**The problem:** Output the lines from the one containing "Target: open pine cone scale" through the end of the records as a numbered list, leaving out blank lines.

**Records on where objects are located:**
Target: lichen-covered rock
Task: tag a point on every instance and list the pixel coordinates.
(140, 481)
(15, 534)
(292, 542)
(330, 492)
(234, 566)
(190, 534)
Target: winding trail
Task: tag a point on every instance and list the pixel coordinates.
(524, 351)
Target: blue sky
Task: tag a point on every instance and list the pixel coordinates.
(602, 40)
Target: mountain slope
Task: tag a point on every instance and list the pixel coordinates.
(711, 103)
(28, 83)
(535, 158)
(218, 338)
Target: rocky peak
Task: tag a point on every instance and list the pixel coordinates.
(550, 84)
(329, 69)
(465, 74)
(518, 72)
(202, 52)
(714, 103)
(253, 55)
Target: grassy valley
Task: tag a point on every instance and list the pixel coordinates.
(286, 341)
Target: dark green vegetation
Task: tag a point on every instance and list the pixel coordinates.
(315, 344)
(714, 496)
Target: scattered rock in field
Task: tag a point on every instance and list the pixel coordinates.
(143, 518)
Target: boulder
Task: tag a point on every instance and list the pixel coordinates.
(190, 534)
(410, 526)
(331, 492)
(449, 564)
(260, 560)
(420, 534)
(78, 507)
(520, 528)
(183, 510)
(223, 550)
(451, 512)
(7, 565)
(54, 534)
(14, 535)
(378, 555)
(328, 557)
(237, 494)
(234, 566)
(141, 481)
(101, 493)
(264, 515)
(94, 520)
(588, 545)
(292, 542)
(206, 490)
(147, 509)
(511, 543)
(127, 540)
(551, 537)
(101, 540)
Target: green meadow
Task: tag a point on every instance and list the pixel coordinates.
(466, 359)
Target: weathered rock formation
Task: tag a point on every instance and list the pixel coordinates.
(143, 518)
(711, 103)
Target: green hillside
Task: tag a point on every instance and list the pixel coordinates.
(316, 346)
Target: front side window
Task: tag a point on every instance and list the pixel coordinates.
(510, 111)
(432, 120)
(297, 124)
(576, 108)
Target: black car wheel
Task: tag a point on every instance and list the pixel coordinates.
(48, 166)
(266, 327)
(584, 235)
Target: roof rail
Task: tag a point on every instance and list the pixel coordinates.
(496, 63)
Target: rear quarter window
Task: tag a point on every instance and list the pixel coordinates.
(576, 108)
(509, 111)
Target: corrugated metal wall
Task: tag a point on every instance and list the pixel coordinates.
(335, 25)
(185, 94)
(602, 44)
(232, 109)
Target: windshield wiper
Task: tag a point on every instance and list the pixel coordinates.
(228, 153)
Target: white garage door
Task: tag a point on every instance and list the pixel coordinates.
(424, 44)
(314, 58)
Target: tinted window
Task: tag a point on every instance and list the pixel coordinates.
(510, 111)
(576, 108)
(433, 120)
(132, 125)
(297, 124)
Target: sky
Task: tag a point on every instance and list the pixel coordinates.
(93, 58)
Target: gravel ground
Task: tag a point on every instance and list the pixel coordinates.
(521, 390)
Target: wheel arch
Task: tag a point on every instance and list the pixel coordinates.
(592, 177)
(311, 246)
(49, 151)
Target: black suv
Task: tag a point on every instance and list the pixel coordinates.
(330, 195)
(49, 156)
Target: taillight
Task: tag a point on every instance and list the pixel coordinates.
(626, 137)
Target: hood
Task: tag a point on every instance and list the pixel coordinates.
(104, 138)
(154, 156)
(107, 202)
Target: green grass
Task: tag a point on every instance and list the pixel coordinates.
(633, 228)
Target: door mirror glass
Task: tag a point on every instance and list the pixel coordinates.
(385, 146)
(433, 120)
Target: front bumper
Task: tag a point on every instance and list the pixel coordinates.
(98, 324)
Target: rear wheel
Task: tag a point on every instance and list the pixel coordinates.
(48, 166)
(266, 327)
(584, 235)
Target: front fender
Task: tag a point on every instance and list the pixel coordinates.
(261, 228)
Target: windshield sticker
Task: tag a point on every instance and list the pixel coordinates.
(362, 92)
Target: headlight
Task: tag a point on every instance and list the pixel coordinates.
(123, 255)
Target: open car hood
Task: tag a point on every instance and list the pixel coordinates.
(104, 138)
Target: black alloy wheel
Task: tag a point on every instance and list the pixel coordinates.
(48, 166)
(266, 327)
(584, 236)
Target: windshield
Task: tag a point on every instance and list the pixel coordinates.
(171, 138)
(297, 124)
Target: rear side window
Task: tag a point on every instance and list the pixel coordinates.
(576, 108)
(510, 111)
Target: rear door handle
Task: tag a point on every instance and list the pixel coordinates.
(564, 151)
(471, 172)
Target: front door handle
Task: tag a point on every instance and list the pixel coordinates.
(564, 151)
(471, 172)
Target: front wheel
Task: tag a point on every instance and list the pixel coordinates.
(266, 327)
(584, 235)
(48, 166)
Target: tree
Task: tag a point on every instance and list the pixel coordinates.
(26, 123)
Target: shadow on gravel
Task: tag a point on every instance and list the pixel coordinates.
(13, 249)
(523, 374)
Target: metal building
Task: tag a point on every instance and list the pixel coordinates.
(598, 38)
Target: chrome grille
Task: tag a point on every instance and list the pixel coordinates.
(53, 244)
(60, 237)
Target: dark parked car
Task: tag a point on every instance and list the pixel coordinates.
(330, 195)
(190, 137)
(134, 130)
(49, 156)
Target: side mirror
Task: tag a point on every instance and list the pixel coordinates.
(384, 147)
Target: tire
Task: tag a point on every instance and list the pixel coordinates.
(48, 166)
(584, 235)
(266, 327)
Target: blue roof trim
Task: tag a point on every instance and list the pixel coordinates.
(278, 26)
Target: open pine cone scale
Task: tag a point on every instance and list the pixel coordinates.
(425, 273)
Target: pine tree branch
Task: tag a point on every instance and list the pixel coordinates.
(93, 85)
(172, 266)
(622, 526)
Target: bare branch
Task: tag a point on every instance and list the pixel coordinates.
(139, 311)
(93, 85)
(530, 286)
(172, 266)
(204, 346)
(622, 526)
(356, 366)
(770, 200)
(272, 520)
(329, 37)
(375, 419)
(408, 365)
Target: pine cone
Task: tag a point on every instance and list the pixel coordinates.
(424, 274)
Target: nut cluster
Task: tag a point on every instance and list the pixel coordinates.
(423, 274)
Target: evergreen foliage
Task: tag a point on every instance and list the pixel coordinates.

**Exercise response:**
1. Target: open pine cone scale
2. Task: tag a point on every instance and list the pixel coordinates.
3. (425, 273)
4. Target: pine tree branch
5. Task: tag a point on every instance and list the pixel coordinates.
6. (93, 85)
7. (172, 266)
8. (622, 526)
9. Target: bare branch
10. Task: tag a point on every instance and list the pixel coordinates.
11. (139, 311)
12. (93, 85)
13. (530, 286)
14. (172, 266)
15. (204, 346)
16. (622, 526)
17. (356, 366)
18. (770, 200)
19. (272, 520)
20. (329, 37)
21. (375, 419)
22. (408, 365)
23. Target: pine cone
24. Task: tag a point on every instance and list the pixel coordinates.
25. (424, 274)
26. Target: nut cluster
27. Task: tag a point on every instance and list the pixel coordinates.
28. (423, 274)
29. Target: evergreen foliage
30. Task: tag a point on every instance and list the pixel coordinates.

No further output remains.